▸ **DO THIS**
Repeat exactly the lines of the listing from the line containing "If you could mark the pond" through its last line, and nothing beyond them.

▸ **Some records**
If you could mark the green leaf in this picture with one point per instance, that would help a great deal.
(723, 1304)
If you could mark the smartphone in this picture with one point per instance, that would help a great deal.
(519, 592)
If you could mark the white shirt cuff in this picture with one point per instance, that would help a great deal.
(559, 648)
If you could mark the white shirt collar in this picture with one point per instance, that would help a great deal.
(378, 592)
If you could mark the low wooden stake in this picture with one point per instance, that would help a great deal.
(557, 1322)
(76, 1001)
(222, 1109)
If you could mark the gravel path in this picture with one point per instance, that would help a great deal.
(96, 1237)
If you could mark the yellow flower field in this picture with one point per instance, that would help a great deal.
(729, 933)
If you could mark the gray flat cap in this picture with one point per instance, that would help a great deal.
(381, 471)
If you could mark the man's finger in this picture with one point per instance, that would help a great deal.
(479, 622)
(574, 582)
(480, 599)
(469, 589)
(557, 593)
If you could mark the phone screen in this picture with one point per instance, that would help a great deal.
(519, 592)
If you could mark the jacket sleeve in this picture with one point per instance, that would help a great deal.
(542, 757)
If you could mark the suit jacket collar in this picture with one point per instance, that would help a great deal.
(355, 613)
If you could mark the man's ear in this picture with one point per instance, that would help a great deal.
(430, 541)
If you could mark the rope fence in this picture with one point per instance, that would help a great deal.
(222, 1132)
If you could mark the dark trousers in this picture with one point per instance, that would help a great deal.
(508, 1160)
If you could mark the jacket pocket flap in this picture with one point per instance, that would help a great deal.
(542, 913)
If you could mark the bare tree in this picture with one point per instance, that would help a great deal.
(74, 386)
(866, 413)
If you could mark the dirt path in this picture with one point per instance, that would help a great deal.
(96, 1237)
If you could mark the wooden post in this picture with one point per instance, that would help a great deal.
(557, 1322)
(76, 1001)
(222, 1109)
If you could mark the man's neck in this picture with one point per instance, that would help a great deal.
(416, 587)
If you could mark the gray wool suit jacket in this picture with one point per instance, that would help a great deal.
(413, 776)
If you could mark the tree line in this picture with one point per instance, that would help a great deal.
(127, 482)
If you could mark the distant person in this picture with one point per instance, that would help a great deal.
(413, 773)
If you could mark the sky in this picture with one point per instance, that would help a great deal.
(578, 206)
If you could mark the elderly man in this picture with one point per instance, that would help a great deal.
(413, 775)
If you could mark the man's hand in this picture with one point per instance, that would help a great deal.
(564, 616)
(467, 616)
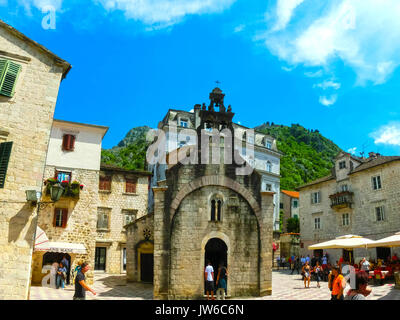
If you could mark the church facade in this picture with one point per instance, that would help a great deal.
(205, 212)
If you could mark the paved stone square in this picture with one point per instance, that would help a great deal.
(291, 287)
(284, 287)
(107, 287)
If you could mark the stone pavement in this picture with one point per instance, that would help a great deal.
(284, 287)
(107, 287)
(290, 287)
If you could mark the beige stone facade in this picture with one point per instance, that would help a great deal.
(361, 197)
(25, 120)
(121, 207)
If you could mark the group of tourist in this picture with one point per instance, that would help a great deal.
(323, 270)
(220, 281)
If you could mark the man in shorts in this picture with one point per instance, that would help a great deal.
(209, 277)
(80, 286)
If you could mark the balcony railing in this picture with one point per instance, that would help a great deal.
(341, 200)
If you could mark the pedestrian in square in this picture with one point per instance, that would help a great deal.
(209, 277)
(221, 281)
(80, 285)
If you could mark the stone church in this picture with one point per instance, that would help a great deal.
(205, 212)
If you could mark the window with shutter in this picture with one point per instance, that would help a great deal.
(105, 183)
(68, 142)
(130, 186)
(9, 72)
(5, 153)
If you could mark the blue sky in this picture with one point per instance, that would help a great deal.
(331, 65)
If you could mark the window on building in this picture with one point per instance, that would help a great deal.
(68, 142)
(317, 223)
(129, 216)
(316, 197)
(345, 219)
(216, 209)
(130, 185)
(376, 183)
(60, 217)
(103, 218)
(63, 176)
(5, 153)
(380, 213)
(9, 72)
(105, 183)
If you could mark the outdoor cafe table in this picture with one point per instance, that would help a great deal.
(371, 273)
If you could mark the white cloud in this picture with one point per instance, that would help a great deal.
(164, 12)
(388, 134)
(328, 101)
(284, 12)
(363, 34)
(352, 150)
(328, 84)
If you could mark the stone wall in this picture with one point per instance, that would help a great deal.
(362, 214)
(118, 200)
(26, 120)
(81, 223)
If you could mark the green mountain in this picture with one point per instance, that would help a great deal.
(130, 153)
(307, 155)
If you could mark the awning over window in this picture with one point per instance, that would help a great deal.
(61, 247)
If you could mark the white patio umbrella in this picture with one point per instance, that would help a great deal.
(392, 241)
(343, 242)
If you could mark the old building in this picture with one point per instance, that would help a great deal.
(265, 158)
(123, 198)
(30, 76)
(360, 197)
(205, 212)
(289, 206)
(73, 160)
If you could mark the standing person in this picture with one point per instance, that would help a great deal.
(80, 285)
(67, 267)
(221, 282)
(338, 285)
(209, 277)
(362, 290)
(364, 265)
(60, 276)
(318, 272)
(307, 274)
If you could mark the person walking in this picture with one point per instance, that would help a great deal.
(80, 285)
(338, 284)
(67, 268)
(307, 274)
(318, 272)
(221, 282)
(362, 290)
(60, 276)
(209, 278)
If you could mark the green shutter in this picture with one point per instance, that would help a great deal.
(9, 77)
(5, 152)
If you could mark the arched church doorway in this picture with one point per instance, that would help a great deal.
(216, 251)
(146, 262)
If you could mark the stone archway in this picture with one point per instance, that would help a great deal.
(215, 180)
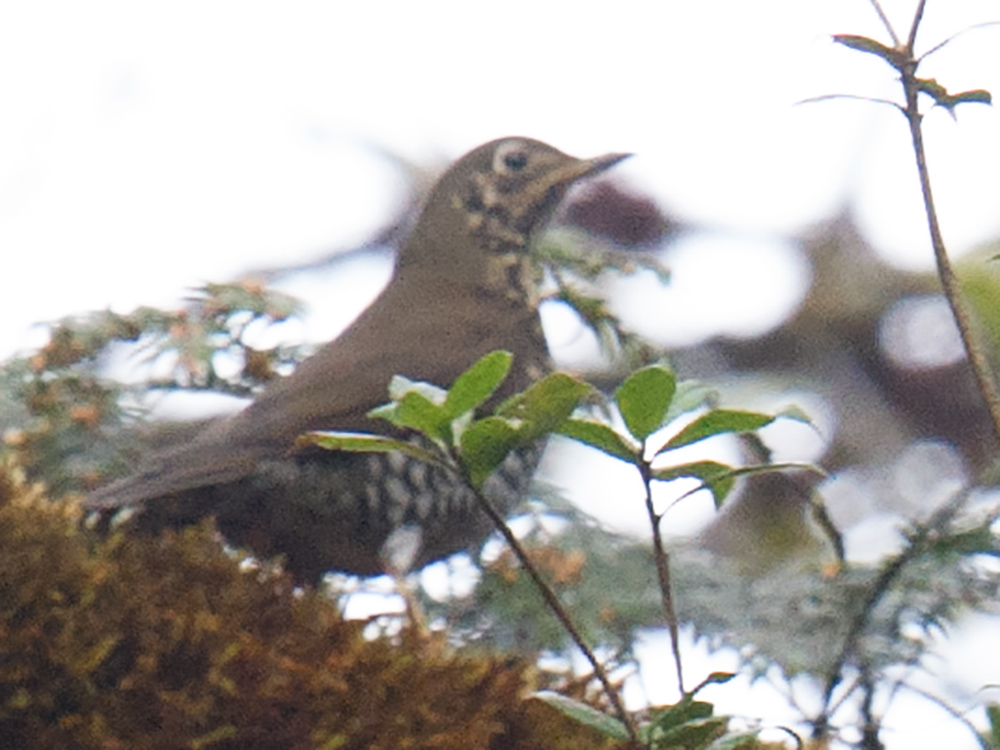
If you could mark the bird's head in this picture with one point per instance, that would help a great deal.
(482, 215)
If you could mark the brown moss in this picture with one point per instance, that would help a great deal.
(167, 643)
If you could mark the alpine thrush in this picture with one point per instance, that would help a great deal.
(462, 286)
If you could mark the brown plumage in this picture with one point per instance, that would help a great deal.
(462, 287)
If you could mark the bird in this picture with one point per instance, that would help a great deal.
(463, 285)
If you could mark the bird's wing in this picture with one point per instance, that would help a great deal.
(333, 389)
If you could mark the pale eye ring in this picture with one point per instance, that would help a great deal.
(511, 158)
(515, 161)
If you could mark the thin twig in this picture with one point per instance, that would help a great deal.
(891, 571)
(918, 15)
(885, 22)
(978, 358)
(553, 603)
(663, 573)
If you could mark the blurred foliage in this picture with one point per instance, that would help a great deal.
(72, 427)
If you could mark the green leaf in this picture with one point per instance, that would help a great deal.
(715, 477)
(694, 734)
(586, 715)
(399, 386)
(359, 442)
(600, 436)
(418, 412)
(686, 710)
(485, 444)
(478, 383)
(739, 741)
(690, 395)
(643, 400)
(544, 406)
(719, 478)
(716, 678)
(863, 44)
(718, 422)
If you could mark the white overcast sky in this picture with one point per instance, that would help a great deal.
(148, 147)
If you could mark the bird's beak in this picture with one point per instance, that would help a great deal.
(578, 169)
(602, 163)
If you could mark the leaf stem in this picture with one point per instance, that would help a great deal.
(663, 572)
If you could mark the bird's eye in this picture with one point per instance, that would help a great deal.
(515, 161)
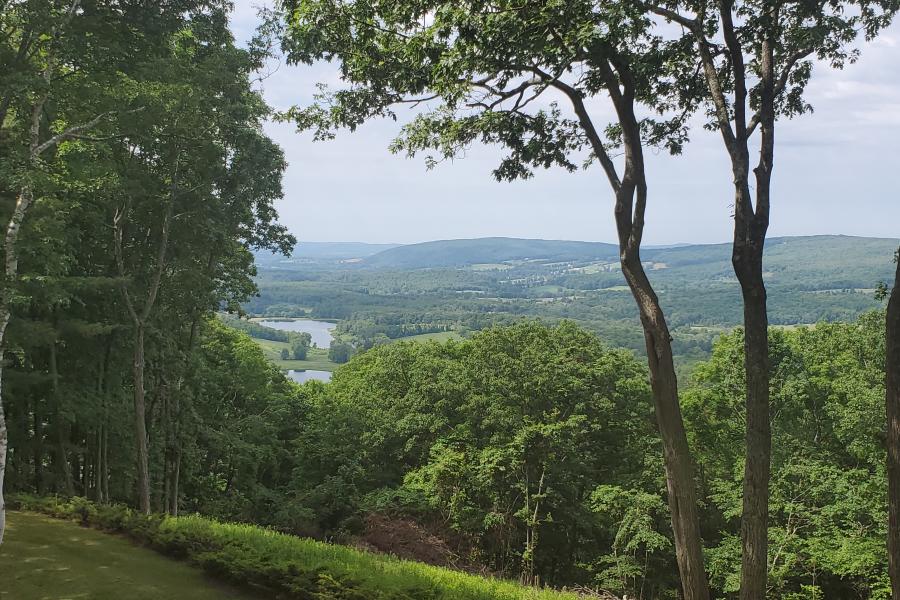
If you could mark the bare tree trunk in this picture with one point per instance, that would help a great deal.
(104, 482)
(140, 423)
(892, 401)
(38, 447)
(750, 227)
(680, 482)
(630, 210)
(62, 429)
(11, 270)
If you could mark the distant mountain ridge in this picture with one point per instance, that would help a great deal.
(466, 252)
(830, 251)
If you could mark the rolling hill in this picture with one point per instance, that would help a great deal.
(460, 253)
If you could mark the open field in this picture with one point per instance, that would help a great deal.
(47, 558)
(317, 358)
(64, 560)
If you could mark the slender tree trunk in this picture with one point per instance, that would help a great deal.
(176, 477)
(750, 227)
(38, 447)
(11, 270)
(747, 258)
(680, 482)
(62, 429)
(140, 423)
(892, 401)
(104, 481)
(630, 210)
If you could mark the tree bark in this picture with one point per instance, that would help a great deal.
(139, 319)
(892, 401)
(38, 447)
(140, 423)
(62, 429)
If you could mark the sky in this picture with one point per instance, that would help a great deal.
(837, 171)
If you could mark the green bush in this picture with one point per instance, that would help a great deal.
(286, 566)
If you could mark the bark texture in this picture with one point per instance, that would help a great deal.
(140, 318)
(892, 401)
(751, 223)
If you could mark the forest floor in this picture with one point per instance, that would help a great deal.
(44, 558)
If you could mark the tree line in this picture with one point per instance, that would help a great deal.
(135, 180)
(481, 69)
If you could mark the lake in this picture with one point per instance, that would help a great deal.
(319, 330)
(309, 375)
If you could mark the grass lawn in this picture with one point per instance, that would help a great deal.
(44, 558)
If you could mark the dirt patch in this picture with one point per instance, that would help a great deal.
(407, 539)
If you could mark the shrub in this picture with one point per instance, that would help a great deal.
(286, 566)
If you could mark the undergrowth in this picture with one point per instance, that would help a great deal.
(286, 566)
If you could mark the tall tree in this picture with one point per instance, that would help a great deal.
(41, 35)
(892, 400)
(488, 65)
(754, 57)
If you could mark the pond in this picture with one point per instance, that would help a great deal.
(309, 375)
(319, 330)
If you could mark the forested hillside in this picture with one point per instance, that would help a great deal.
(465, 285)
(495, 418)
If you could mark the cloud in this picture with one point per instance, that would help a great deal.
(836, 172)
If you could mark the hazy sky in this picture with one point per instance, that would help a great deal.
(836, 171)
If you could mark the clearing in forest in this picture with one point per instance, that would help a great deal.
(43, 557)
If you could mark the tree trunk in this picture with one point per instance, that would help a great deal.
(140, 423)
(680, 482)
(104, 481)
(62, 429)
(176, 476)
(38, 447)
(747, 259)
(892, 401)
(11, 270)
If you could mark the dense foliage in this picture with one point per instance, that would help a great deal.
(282, 565)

▸ **FINISHED EXERCISE**
If you could mark the pond in this picture with one point per instance, that would help a great deal.
(309, 375)
(319, 330)
If you could mark the forested hillside in this picture with one point per instance, that would help a great deal.
(465, 285)
(495, 418)
If you could mark the cloud in this picture with one point per instance, that would help a great deal.
(836, 172)
If you could mark the hazy sky in this picture with one point per instance, that would help a great deal.
(836, 171)
If you could mark the clearing in forest in this picture with one point per instance, that would help a great deal.
(43, 557)
If you could mark the tree trunk in this picture with one point per instance, that would help a great deal.
(140, 423)
(680, 482)
(104, 481)
(62, 429)
(176, 476)
(38, 447)
(747, 259)
(892, 401)
(11, 270)
If you could mark the dense foliage in this picture with one point per instance, that would help a great deal.
(282, 565)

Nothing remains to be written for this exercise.